*BRIEF*: Copy the lines from the one with "Prompts in an" through the one with "positive clicks: (826, 428) (837, 449)", changing "rough mask" to "coarse mask" and leaving everything else as it is.

*INFORMATION PROVIDED*:
###

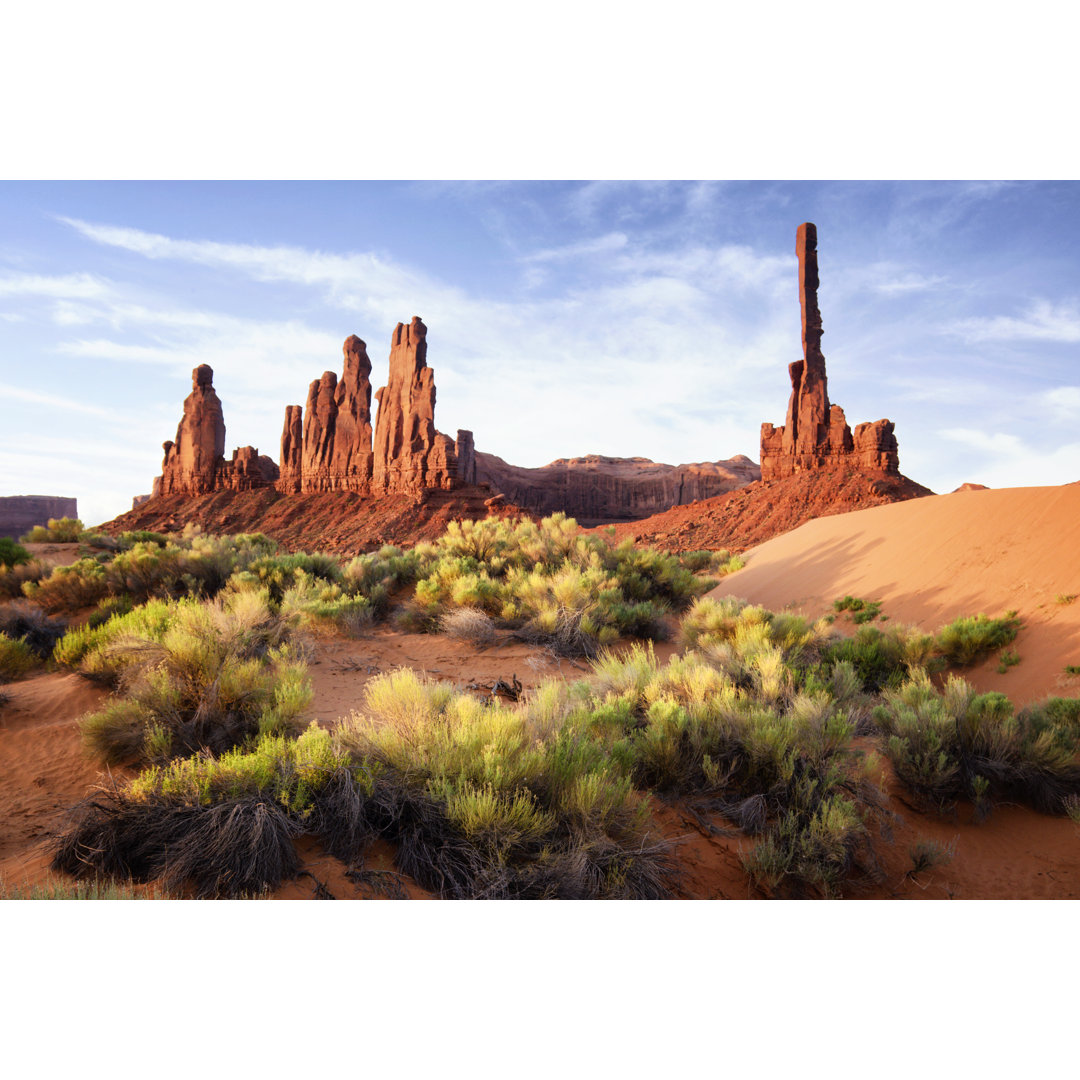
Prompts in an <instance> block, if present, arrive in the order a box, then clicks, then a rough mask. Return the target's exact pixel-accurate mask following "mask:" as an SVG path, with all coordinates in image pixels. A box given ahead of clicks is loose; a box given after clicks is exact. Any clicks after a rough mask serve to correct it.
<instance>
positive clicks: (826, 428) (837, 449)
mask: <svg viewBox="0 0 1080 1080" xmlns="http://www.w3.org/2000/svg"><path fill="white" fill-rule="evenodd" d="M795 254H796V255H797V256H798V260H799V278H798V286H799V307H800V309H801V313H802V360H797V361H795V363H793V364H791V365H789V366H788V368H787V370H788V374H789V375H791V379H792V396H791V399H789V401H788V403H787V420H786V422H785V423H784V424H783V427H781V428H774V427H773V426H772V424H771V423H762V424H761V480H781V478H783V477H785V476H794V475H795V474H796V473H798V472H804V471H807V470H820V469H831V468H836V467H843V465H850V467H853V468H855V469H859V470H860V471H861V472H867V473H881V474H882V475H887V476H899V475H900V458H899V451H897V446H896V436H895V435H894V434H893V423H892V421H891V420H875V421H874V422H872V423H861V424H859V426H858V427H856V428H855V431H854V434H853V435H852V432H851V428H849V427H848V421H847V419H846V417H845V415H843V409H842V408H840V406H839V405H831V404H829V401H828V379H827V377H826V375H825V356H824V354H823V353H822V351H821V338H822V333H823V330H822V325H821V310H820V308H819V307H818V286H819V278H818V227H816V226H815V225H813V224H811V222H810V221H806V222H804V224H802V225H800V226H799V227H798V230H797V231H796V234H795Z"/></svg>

###

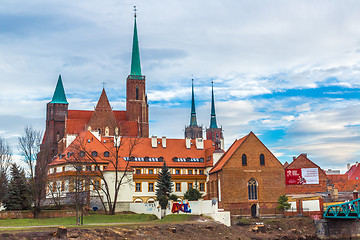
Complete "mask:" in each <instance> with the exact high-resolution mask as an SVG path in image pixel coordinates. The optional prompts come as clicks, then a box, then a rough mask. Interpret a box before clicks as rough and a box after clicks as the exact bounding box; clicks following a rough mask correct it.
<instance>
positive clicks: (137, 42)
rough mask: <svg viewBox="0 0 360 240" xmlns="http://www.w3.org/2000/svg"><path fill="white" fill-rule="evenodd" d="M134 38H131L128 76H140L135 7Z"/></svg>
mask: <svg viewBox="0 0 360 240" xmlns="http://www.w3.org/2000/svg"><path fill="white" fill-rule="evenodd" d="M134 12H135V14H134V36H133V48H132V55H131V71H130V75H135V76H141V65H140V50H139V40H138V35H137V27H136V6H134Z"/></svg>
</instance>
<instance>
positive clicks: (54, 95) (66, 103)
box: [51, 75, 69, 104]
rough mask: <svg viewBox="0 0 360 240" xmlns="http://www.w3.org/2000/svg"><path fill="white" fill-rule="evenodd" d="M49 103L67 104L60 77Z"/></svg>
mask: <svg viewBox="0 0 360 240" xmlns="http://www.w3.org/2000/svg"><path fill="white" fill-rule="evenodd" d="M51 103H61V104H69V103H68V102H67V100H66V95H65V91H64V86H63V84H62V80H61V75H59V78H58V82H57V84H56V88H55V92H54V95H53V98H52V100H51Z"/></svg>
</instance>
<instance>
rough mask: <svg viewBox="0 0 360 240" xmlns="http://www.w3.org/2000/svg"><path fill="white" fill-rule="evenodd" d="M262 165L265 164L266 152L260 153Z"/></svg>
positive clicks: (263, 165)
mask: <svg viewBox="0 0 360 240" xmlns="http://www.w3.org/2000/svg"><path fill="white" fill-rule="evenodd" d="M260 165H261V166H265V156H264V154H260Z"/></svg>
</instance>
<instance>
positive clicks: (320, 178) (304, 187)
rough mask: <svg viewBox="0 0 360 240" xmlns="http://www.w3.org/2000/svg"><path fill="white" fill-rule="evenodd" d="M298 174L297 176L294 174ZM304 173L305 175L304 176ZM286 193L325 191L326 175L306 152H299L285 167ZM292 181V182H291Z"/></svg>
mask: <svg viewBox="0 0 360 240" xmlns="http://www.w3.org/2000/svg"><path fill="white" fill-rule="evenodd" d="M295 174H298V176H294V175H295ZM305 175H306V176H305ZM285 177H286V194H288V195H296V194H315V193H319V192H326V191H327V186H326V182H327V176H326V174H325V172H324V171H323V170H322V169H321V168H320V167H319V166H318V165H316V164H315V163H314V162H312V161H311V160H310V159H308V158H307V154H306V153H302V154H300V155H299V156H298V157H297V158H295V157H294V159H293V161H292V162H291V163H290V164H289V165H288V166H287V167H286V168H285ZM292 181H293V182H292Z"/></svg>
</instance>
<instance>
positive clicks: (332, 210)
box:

###

*WRITTEN REPLY*:
Prompts in an <instance> block, if present, arrive in the order a box, then clicks, then a coarse mask. Return the target's exact pixel-accurate mask following "mask:" as an SVG path, with all coordinates in image pixels. A box given ahead of clicks is loose; a box given after clicks is exact. Any clicks after a coarse mask serve to correct it.
<instance>
positive clicks: (826, 428) (837, 449)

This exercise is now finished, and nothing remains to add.